Your goal:
This exercise calls for copying every line below that holds the word "overcast".

Records provided:

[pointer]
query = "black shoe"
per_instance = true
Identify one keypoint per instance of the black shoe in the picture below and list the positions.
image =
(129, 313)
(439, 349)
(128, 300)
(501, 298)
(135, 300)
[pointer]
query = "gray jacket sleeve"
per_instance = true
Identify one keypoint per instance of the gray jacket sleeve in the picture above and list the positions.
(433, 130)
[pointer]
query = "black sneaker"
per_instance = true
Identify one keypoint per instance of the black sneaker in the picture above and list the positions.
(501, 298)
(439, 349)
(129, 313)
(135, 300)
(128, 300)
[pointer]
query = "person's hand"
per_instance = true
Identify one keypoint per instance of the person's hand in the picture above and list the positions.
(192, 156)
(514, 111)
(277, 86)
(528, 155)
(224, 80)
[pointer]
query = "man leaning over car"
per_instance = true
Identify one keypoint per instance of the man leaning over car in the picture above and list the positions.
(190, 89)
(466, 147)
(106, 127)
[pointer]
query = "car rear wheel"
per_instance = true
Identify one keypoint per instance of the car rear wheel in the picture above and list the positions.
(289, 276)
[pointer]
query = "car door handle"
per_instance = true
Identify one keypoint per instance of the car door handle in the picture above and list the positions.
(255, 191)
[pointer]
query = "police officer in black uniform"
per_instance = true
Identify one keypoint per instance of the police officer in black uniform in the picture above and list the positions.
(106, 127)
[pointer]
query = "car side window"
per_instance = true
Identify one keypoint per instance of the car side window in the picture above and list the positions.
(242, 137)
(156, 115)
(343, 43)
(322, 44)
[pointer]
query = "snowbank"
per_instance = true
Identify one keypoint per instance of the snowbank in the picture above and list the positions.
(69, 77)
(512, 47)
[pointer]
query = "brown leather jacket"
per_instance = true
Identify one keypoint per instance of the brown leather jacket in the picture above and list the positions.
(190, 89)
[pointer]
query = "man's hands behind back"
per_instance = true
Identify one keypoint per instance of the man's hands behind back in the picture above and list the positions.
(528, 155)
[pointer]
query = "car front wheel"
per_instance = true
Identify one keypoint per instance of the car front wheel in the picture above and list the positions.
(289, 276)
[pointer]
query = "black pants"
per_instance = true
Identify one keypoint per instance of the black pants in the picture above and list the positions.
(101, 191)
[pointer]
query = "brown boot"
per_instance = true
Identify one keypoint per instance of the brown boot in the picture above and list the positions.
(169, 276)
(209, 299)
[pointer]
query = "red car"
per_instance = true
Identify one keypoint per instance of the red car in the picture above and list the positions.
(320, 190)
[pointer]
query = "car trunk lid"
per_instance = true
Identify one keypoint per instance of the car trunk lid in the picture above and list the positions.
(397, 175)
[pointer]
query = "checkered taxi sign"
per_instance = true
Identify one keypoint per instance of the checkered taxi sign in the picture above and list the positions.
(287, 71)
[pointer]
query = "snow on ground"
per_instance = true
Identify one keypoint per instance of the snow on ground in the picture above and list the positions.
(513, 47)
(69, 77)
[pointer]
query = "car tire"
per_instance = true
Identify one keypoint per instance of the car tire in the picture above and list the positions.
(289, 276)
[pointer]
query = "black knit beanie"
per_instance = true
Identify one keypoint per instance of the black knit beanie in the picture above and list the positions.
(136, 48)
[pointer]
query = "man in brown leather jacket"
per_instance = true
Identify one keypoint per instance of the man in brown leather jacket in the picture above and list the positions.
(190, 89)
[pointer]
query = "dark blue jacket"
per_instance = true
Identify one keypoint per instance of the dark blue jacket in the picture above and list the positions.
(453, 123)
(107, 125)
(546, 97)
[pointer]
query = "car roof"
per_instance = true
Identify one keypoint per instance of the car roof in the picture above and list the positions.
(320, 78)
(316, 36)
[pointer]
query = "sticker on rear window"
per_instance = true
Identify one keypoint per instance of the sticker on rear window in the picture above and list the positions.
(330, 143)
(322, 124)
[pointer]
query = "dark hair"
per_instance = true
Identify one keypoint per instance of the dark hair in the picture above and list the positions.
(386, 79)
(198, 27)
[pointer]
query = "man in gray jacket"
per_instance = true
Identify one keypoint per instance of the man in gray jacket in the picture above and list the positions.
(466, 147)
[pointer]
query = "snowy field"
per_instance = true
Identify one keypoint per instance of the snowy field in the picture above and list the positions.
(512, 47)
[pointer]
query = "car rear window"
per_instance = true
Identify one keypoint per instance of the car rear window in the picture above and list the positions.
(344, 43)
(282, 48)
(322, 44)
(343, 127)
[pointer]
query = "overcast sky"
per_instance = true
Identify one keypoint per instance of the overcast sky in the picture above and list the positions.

Task solution:
query = "overcast sky"
Identify one keypoint per instance of the overcast sky in the picture above and list the positions.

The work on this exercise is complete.